=== WORK ITEM ===
Transcribe the records exactly from the line with "Annotation task — point out every instance of the black face" to the end, both included.

[Referring expression data]
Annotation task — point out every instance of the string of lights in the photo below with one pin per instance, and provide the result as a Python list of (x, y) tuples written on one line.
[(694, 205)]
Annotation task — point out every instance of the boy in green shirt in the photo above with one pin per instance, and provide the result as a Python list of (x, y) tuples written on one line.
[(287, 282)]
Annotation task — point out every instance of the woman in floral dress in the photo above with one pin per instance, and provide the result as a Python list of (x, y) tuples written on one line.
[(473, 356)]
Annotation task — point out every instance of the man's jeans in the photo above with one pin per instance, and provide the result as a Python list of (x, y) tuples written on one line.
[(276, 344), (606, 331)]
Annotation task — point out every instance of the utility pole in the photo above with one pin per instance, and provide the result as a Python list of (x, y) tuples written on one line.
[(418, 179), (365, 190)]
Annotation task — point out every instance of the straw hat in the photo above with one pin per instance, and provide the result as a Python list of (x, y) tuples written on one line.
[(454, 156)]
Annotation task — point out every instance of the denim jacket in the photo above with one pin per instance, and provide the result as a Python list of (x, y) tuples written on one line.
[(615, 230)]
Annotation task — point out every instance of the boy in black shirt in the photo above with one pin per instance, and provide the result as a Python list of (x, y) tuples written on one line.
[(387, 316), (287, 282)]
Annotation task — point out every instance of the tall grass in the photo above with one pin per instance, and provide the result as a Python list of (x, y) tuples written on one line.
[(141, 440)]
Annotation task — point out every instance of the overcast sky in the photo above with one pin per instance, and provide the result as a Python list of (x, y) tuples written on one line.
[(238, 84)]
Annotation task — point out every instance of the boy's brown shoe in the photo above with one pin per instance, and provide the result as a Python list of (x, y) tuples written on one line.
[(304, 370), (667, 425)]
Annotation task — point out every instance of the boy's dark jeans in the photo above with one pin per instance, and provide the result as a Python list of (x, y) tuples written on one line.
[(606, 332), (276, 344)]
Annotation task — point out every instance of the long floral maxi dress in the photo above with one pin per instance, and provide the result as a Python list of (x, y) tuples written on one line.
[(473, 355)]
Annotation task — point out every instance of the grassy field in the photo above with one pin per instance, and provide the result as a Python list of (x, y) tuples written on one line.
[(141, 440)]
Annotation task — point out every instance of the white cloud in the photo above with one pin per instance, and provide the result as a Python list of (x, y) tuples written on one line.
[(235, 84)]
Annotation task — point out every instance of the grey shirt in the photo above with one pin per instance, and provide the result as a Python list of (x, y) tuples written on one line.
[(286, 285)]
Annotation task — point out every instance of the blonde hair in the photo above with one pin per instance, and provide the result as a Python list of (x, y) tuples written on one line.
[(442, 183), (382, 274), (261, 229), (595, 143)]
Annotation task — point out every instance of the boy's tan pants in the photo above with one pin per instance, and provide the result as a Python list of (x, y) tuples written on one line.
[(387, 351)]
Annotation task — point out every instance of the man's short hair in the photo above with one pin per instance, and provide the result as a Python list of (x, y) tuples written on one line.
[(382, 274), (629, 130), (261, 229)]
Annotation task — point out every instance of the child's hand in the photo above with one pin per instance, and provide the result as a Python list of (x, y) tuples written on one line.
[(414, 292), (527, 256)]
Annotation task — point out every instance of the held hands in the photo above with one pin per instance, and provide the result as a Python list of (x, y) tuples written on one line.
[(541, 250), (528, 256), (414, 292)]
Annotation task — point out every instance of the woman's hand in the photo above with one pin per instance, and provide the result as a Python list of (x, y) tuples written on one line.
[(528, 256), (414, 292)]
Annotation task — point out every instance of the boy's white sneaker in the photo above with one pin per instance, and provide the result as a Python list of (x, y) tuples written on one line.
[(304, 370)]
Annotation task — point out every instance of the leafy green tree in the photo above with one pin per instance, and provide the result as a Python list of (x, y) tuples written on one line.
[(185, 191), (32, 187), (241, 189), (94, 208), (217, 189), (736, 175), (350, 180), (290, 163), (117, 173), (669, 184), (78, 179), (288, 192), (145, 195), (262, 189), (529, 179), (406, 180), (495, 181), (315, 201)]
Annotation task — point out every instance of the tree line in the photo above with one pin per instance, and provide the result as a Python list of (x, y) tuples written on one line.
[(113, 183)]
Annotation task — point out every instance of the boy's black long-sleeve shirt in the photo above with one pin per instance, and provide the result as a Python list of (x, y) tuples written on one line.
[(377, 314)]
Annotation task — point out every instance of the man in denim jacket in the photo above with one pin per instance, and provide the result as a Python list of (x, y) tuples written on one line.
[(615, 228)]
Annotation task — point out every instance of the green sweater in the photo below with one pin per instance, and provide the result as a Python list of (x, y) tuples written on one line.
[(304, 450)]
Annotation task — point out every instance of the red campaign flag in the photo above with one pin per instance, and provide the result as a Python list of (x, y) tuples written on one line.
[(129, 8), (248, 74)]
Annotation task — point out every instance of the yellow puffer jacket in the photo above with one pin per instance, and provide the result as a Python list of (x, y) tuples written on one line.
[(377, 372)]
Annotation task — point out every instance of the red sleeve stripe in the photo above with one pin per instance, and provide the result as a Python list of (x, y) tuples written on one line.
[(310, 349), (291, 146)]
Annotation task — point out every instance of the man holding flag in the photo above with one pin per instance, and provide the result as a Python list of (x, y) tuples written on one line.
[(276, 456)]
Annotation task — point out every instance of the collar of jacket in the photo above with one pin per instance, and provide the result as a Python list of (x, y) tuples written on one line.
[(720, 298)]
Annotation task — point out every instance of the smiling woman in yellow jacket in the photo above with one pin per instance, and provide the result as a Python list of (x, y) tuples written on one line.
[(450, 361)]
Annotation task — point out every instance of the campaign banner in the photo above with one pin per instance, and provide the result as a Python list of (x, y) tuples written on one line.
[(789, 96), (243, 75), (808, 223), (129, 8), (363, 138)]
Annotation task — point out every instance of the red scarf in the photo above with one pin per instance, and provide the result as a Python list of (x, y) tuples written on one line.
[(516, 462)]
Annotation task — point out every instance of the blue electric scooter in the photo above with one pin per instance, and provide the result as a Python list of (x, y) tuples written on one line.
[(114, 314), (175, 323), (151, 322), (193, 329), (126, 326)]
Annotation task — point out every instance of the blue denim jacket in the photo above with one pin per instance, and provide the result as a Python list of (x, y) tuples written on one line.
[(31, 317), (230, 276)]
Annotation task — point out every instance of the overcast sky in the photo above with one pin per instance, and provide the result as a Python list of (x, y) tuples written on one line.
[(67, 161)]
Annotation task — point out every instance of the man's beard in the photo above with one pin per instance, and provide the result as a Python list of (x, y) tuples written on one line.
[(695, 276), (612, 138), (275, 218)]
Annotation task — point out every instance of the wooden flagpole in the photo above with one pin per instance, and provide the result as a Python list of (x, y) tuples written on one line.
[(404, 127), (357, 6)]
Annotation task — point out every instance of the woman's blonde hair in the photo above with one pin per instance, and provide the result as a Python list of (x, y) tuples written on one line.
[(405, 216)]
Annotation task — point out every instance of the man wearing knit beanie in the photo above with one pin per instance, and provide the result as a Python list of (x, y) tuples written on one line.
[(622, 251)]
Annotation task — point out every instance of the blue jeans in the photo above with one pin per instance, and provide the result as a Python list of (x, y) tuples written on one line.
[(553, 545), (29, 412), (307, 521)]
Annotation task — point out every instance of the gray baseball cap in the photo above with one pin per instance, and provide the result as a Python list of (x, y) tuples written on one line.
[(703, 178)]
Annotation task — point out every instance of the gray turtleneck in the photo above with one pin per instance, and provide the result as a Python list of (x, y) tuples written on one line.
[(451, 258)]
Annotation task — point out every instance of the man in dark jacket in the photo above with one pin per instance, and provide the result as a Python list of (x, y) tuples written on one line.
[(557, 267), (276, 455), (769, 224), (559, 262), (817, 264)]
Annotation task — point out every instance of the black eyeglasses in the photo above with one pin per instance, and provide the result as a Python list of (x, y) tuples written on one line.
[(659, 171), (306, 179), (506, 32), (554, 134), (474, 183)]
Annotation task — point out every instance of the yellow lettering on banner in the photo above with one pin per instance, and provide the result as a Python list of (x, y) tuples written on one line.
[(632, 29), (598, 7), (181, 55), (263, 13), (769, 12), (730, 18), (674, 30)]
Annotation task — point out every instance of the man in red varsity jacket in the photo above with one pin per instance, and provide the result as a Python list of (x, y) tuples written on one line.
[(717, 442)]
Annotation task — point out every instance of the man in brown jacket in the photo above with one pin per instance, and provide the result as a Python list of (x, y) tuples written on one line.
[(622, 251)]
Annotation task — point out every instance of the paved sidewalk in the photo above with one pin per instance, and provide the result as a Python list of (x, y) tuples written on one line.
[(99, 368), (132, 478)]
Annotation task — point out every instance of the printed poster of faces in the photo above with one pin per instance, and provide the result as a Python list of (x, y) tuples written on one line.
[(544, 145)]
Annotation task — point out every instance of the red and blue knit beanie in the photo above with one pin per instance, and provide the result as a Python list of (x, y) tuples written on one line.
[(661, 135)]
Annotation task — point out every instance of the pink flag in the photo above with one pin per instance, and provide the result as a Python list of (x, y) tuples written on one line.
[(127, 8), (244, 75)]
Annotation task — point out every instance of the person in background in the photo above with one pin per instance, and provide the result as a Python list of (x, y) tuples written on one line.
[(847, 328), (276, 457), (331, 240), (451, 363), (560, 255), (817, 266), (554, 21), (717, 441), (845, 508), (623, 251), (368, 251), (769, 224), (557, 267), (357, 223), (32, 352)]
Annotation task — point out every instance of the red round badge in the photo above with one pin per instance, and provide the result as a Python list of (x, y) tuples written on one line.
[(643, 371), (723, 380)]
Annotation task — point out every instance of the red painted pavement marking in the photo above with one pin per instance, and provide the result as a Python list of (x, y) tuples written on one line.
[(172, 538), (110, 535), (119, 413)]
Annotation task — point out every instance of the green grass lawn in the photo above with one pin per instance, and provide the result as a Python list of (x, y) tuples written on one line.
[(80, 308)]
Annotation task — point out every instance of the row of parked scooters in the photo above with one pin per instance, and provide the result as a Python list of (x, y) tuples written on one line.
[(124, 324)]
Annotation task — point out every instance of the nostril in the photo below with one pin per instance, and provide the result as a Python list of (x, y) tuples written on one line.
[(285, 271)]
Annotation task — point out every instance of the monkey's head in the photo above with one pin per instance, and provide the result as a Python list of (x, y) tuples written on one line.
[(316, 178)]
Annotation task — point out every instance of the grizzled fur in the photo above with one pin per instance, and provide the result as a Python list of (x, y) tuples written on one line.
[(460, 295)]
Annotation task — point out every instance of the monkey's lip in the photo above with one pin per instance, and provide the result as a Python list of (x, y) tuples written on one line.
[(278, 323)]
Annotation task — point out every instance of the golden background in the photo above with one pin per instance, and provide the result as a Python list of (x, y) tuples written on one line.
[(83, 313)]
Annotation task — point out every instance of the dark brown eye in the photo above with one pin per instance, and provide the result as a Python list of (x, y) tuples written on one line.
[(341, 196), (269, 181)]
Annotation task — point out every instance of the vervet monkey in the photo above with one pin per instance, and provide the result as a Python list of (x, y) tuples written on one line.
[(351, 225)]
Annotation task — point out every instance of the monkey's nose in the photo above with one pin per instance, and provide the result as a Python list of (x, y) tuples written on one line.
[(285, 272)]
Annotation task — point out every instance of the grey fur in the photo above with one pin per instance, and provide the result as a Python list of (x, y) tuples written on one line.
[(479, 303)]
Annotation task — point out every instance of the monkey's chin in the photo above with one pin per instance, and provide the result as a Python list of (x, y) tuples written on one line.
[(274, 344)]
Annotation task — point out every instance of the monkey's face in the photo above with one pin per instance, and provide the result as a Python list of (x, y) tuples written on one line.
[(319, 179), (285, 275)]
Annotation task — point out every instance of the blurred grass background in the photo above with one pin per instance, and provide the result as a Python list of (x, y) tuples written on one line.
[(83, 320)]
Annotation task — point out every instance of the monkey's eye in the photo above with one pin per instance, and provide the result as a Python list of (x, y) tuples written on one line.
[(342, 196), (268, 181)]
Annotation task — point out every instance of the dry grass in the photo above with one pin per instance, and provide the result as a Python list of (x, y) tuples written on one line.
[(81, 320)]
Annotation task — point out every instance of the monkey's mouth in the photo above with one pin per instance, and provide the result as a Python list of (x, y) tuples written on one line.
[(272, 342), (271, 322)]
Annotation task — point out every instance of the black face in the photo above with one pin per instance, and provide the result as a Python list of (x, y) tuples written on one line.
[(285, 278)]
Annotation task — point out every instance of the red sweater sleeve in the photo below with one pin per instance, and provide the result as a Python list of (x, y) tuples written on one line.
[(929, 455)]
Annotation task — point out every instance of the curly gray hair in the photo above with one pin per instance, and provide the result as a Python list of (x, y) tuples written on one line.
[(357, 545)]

=== FINAL ANSWER ===
Annotation task — point out every instance of the black face in the photo above with one pin per instance, and provide the result as a Python list of (x, y) tuples written on one line.
[(285, 278)]
Annotation task — point out every instance of the red sweater sleeve in the photo below with one pin per instance, and provide the result as a Python list of (x, y) tuples written on one line.
[(929, 455)]
Annotation task — point out every instance of the curly gray hair in the photo above with one pin per instance, and provide the result as a Python list of (x, y) tuples written on one line.
[(357, 545)]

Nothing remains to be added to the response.